__Extrait choisi__:
Domestiquer un éléphant, un travail risqué

Pour les habitants de Chu Mô, posséder des éléphants exprime la richesse et la haute position de la famille. Mais domestiquer un éléphant sauvage ne s'avère pas évident. L'éleveur y risque sa vie. Ksor Cham a dû partir pour la ville de Pleiku (province de Gia Lai), chercher chez des ferrailleurs une grande chaîne en fer de 30 m, qu'il a attachée à la patte de derrière de l'éléphant et l'autre bout à un grand arbre. C'est dans ce rayon de 30 m que l'animal cherche ses aliments.

Ksor Cham a dû faire venir un éléphant déjà domestiqué du village Dôn (ville de Buôn Ma Thuôt, province de Dak Lak), réputé pour sa tradition d'élever et de conduire les éléphants. Cet éléphant doit être plus grand que l'animal de Ksor Cham. Conduit par un cornac, le grand éléphant marche derrière le jeune, conduit par Ksor Cham et son kuh-là (bâton en bambou) dont les deux bouts sont en fer, l'un en forme de pique l'autre de crochet. Si le cornac veut diriger l'éléphant vers la gauche, il utilise son kuh-là pour accrocher un point sur l'oreille gauche de l'animal et le conduire vers la gauche. Si l'éléphant est têtu, on utilise l'autre bout pointu du bâton pour piquer fort derrière la tête. En même temps, la trompe du grand éléphant domestiqué frappe le corps de l'animal pour le faire obéir.

Le métier de cornac est exigeant. Il y a des tabous. L'éleveur doit s'abstenir d'alcool et de viande de chien. L'éléphant déteste le chien. Quand un chien s'approche de lui, il barrit pour le menacer et peut le chasser voire le tuer avec sa trompe.

__Exercice__: Reproduisez fidèlement le passage de l'extrait sur la domestication des éléphants qui va de « Pour les habitants » jusqu'à « cherche ses aliments. » inclus. Appuyez-vous uniquement sur l'extrait pour répondre.

__Données à examiner__:
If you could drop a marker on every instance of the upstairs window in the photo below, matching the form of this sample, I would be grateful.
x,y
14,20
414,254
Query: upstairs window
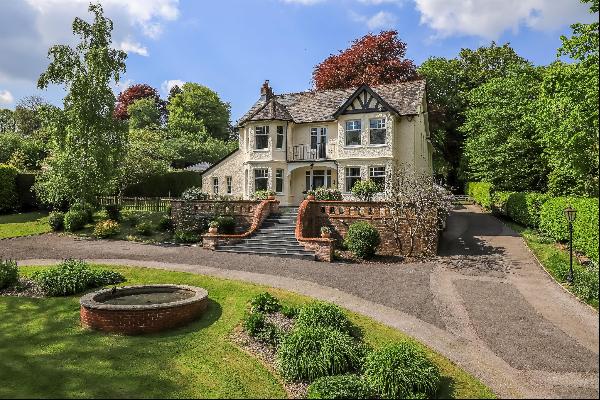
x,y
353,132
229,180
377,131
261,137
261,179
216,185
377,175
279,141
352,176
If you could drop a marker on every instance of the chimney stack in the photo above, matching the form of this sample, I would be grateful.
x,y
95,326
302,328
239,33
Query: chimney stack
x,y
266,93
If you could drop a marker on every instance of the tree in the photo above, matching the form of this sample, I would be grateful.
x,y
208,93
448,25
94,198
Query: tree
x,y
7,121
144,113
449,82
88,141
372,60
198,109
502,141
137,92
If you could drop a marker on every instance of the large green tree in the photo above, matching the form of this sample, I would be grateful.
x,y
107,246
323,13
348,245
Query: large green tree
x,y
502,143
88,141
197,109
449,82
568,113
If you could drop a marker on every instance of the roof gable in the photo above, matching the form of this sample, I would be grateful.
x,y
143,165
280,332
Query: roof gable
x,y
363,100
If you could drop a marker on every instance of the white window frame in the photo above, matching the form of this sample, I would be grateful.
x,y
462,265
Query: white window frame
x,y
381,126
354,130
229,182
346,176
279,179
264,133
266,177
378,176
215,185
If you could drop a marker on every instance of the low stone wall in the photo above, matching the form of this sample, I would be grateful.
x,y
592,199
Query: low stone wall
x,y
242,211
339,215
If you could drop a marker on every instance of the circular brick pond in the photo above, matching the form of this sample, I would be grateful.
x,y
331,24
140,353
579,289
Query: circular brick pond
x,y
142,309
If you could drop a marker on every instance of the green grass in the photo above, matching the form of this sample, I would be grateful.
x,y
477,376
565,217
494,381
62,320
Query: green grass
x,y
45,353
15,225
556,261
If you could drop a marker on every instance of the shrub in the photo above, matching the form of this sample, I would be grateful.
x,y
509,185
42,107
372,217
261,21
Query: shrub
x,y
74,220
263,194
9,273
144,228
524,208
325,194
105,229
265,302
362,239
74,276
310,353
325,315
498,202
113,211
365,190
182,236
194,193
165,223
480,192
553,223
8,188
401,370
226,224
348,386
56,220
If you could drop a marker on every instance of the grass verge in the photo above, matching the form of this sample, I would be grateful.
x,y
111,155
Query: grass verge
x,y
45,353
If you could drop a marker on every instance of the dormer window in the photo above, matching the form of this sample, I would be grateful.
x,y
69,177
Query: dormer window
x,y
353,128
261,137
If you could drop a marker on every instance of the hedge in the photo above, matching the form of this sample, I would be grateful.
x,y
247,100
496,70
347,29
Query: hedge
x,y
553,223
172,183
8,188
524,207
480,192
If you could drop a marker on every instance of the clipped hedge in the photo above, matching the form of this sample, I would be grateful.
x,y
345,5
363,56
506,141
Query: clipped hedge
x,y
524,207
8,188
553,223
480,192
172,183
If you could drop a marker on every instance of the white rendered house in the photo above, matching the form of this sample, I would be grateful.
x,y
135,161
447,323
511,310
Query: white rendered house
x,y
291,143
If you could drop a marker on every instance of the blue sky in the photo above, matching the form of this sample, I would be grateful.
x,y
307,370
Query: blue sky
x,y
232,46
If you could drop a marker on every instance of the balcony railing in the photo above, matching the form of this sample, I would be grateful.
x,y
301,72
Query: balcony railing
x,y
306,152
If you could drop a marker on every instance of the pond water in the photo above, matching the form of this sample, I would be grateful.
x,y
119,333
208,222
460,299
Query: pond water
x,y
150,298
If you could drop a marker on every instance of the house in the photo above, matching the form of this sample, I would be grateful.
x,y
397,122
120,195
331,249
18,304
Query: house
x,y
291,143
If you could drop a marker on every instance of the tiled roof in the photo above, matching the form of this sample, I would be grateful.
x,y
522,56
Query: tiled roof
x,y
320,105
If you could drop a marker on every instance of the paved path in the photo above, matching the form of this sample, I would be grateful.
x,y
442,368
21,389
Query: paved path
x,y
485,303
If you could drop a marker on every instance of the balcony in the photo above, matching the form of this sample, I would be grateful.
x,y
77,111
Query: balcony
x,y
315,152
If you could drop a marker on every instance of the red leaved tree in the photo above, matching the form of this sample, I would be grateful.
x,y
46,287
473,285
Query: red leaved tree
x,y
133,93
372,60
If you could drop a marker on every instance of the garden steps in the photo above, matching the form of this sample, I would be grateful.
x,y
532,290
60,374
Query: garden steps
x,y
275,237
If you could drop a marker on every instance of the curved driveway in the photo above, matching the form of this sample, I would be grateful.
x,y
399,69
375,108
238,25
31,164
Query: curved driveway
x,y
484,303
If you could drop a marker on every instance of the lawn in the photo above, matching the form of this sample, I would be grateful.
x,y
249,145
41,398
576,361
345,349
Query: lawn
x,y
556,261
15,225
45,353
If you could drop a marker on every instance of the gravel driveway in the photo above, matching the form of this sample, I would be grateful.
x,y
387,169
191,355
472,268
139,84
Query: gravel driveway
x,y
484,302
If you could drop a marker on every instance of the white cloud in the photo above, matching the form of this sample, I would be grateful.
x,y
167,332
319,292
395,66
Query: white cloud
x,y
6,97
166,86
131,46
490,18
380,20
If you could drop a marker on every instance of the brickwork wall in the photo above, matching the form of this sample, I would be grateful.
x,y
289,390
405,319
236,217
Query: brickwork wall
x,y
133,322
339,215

__Résultat__:
Pour les habitants de Chu Mô, posséder des éléphants exprime la richesse et la haute position de la famille. Mais domestiquer un éléphant sauvage ne s'avère pas évident. L'éleveur y risque sa vie. Ksor Cham a dû partir pour la ville de Pleiku (province de Gia Lai), chercher chez des ferrailleurs une grande chaîne en fer de 30 m, qu'il a attachée à la patte de derrière de l'éléphant et l'autre bout à un grand arbre. C'est dans ce rayon de 30 m que l'animal cherche ses aliments.